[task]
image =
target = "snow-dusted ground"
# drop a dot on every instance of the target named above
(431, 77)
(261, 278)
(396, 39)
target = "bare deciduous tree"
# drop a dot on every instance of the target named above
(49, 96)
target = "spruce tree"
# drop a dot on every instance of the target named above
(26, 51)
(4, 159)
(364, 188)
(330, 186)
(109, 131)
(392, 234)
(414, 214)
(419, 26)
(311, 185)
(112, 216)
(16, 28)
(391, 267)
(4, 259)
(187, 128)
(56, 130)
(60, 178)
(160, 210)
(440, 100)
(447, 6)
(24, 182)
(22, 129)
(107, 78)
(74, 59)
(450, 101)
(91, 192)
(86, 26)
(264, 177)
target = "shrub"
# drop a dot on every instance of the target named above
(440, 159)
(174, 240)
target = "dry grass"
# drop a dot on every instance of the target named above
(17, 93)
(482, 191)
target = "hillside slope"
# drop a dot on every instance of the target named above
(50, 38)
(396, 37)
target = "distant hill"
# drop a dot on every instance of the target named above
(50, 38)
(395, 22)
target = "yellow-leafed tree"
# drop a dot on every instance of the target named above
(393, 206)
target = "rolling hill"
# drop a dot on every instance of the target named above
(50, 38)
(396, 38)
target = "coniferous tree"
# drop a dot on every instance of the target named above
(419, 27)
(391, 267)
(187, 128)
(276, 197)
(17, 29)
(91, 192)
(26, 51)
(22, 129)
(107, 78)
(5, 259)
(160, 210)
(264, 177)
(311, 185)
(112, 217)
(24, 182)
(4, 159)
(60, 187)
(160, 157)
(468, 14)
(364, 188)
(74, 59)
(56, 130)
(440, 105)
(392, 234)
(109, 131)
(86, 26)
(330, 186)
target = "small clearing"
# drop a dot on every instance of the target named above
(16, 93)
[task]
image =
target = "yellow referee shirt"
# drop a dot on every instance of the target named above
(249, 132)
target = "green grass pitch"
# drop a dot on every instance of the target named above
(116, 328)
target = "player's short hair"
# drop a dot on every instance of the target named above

☆ ☆ ☆ ☆

### What you are asked to do
Return all of the entries exactly as written.

### Finished task
[task]
image =
target = "snow-dusted ground"
# drop a dot on every instance of the target named above
(431, 77)
(261, 278)
(396, 39)
target = "bare deciduous tree"
# drop a dot on every instance of the target named above
(49, 96)
target = "spruce tree"
# drop a dot on every instance of the target named above
(26, 51)
(4, 159)
(364, 188)
(330, 186)
(109, 131)
(392, 234)
(414, 214)
(419, 26)
(311, 185)
(112, 216)
(16, 28)
(391, 267)
(4, 259)
(187, 128)
(56, 130)
(60, 178)
(160, 210)
(440, 100)
(447, 6)
(24, 182)
(22, 129)
(107, 78)
(74, 59)
(450, 101)
(91, 192)
(86, 26)
(264, 177)
target = "shrub"
# drop a dot on every instance of the target named above
(440, 159)
(174, 240)
target = "dry grass"
# drop a dot on every instance of the target named above
(17, 93)
(482, 191)
target = "hillside slope"
# drop a dot on every instance of the target named above
(50, 38)
(396, 37)
target = "distant hill"
# drop a dot on every instance of the target named above
(50, 38)
(395, 22)
target = "yellow-leafed tree"
# drop a dot on every instance of the target named above
(393, 206)
target = "rolling hill"
# drop a dot on every instance of the target named above
(50, 38)
(396, 38)
target = "coniferous tree"
# drop a dot on every instance of the target named above
(419, 27)
(391, 267)
(187, 128)
(276, 197)
(17, 29)
(91, 192)
(26, 51)
(22, 129)
(107, 78)
(5, 259)
(160, 210)
(264, 177)
(311, 185)
(112, 217)
(24, 182)
(4, 159)
(60, 187)
(160, 157)
(468, 14)
(364, 188)
(74, 59)
(56, 130)
(440, 105)
(392, 234)
(109, 131)
(86, 26)
(330, 186)
target = "small clearing"
# drop a dot on every instance of the target named above
(16, 93)
[task]
image =
target = "yellow referee shirt"
# drop a dot on every instance of the target named above
(249, 132)
target = "green grass pitch"
# drop a dot on every instance of the target named above
(116, 328)
target = "player's short hair"
# drop a dot on every instance of the target named above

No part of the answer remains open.